[Records from a collection]
********
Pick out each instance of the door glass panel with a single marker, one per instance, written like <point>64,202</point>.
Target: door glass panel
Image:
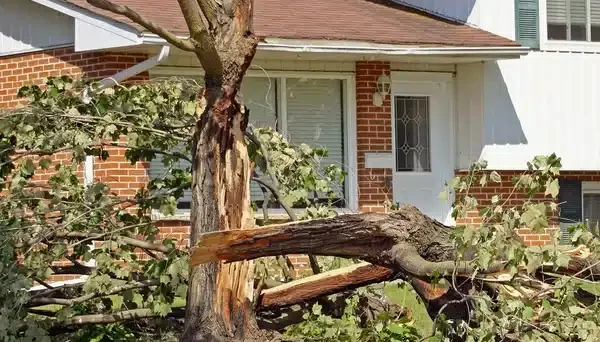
<point>412,134</point>
<point>591,209</point>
********
What to work on =
From the first line to the last, copy the records above exactly and drop any pictures.

Response box =
Pick out each instance of the door glass panel with a single marker, one per instance, written like <point>64,202</point>.
Target: door glass panel
Image:
<point>412,134</point>
<point>591,209</point>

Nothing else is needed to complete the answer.